» **Exercise brief**: Every record here needs to be written out again exactly.

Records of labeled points

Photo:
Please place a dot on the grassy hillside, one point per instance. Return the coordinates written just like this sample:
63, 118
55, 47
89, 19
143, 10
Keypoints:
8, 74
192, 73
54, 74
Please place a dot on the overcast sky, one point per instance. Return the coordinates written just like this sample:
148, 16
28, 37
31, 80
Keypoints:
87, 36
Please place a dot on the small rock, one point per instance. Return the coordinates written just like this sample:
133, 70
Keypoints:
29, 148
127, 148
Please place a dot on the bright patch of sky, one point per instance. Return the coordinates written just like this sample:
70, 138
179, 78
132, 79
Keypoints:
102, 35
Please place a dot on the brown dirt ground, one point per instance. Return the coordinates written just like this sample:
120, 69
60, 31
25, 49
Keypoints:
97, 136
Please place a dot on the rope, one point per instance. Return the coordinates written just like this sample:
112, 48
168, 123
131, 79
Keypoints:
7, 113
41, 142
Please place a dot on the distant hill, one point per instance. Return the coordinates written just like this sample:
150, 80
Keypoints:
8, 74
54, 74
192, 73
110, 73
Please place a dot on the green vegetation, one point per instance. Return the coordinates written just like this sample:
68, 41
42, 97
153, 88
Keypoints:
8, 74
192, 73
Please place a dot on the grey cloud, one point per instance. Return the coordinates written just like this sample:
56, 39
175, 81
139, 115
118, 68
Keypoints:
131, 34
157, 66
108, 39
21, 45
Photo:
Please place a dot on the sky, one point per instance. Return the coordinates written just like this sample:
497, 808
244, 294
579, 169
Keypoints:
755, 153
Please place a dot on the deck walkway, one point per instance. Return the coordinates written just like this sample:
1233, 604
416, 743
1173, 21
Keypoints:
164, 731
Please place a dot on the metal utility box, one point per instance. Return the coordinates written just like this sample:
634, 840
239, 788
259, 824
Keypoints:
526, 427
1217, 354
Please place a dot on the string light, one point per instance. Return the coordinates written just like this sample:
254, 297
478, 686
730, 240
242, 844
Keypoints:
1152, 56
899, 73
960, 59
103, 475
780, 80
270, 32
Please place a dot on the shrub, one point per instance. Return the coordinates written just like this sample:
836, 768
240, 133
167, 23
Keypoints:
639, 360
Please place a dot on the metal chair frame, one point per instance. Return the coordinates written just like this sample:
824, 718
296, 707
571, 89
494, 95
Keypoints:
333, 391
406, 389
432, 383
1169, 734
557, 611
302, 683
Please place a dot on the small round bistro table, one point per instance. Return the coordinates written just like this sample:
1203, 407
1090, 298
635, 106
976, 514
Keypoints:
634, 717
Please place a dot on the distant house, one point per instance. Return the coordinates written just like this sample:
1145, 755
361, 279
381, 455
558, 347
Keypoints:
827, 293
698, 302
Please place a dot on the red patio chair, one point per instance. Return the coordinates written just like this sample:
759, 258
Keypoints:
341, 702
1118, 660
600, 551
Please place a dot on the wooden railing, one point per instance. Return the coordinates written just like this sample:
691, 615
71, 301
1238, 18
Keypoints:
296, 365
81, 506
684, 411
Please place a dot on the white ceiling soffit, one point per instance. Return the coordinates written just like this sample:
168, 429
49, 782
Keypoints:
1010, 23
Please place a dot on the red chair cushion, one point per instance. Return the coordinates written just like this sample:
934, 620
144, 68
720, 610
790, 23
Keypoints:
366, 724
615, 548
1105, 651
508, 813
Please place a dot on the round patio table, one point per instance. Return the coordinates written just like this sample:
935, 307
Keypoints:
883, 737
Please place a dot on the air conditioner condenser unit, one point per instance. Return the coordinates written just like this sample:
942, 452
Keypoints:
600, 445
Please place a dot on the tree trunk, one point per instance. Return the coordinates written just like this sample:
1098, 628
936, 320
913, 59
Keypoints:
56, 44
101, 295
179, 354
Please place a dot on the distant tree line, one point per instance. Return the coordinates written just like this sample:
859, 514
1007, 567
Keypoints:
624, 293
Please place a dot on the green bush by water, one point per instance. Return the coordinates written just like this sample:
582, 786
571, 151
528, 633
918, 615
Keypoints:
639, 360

» **Problem solution**:
Photo:
Please place a dot on the grassy hillside, one point per instance. Return the coordinates written just like this sample:
63, 118
55, 47
89, 19
143, 10
Keypoints:
8, 74
192, 73
54, 74
Please place a dot on the overcast sky, one point per instance. Return the coordinates written just like this sample:
148, 16
28, 37
31, 80
Keypoints:
87, 36
Please place a dot on the small rock, one point per instance. Return the coordinates written just like this sample:
133, 70
Keypoints:
29, 148
127, 148
Please place a dot on the bright patch of sky, one point per instance. Return the coordinates written just like this sample:
70, 138
179, 78
132, 79
Keypoints:
102, 35
Please place a dot on the brown dirt ground, one point per instance. Return the coordinates written just like this sample:
120, 69
60, 31
25, 49
Keypoints:
97, 136
Please place a dot on the rope, one point per instance. Return the coordinates written just like this sample:
112, 48
168, 123
131, 79
Keypoints:
7, 113
41, 142
Please place a dot on the distant hill, one point per instance. Return the coordinates written just like this sample:
150, 80
Keypoints:
8, 74
54, 74
192, 73
110, 73
Please place a dot on the green vegetation, one point per instance. Return the coordinates written just like this sample:
68, 41
42, 97
153, 88
Keypoints:
8, 74
192, 73
Please place a dot on the grey cloud, one point per instance. Return the coordinates written just like this sample:
56, 39
175, 81
139, 115
118, 68
Keypoints:
131, 34
157, 66
108, 39
21, 45
Photo:
Please place a dot on the sky, one point per instance. Return the coordinates written just like this sample:
497, 808
244, 294
579, 169
Keypoints:
755, 153
Please place a dot on the deck walkway, one point per instance. Return the coordinates written just like this sample:
1233, 604
416, 743
1173, 21
Keypoints:
164, 731
Please place a dot on the metal utility box, one point per instance. Return the coordinates written just like this sample:
634, 840
239, 788
259, 824
Keypoints:
526, 427
1217, 354
Please place a dot on the string light, one point per instance. Return the coordinates written just like this sample:
254, 297
478, 686
730, 240
242, 844
Keypoints:
1152, 56
899, 73
960, 59
103, 475
780, 80
270, 32
Please place a dot on the shrub, one point per instance. Return the coordinates written just like this sample:
836, 768
240, 133
167, 23
Keypoints:
639, 360
Please place a dot on the metal chair frame, one point per instance. Return the coordinates written just like this sample:
824, 718
296, 707
571, 89
494, 95
Keypoints:
333, 391
406, 389
432, 383
1169, 734
557, 611
302, 683
Please place a dot on the small round bistro table, one point per instance. Return the coordinates written just like this sample:
1203, 407
1090, 298
635, 106
976, 514
Keypoints:
634, 717
Please place a dot on the distant house, one point per instance. Return the coordinates written just like this sample:
1145, 755
361, 279
381, 455
558, 347
Keypoints:
827, 293
698, 302
Please place a dot on the red patio chair, one point per instance. Return the coordinates written just like this sample:
759, 258
Keypoints:
341, 702
1118, 660
600, 551
Please place a dot on the wooden railing, one point per instance. Return the coordinates written just like this sample:
691, 615
71, 301
1238, 18
Keypoints:
296, 365
81, 506
684, 411
Please place a dot on the white ceiling soffit, one point per instance. Return the coordinates written just like this sample:
168, 429
49, 782
Keypoints:
1010, 23
Please place a dot on the red chair cushion, one point per instance. Return the coordinates written just like this sample:
934, 620
144, 68
720, 610
790, 23
Keypoints:
366, 724
615, 548
1105, 651
508, 813
Please place a dot on the round patio table, one point per instance. Return the coordinates written just like this sample:
935, 307
Keypoints:
883, 737
Please place a dot on the air conditioner condenser unit, one point per instance. Return the coordinates written just like this sample:
942, 452
Keypoints:
600, 445
Please place a dot on the tree trunk, one point per instance. Return the coordinates written just like this sample:
1098, 628
936, 320
913, 59
Keypoints:
56, 44
101, 295
179, 354
Please place a dot on the distant tree line, one point per instance. Return the coordinates written just like this sample:
859, 514
1007, 567
Keypoints:
624, 293
Please place a dot on the green bush by water, one point per instance. Return the coordinates written just like this sample:
582, 786
571, 151
528, 633
918, 615
Keypoints:
639, 360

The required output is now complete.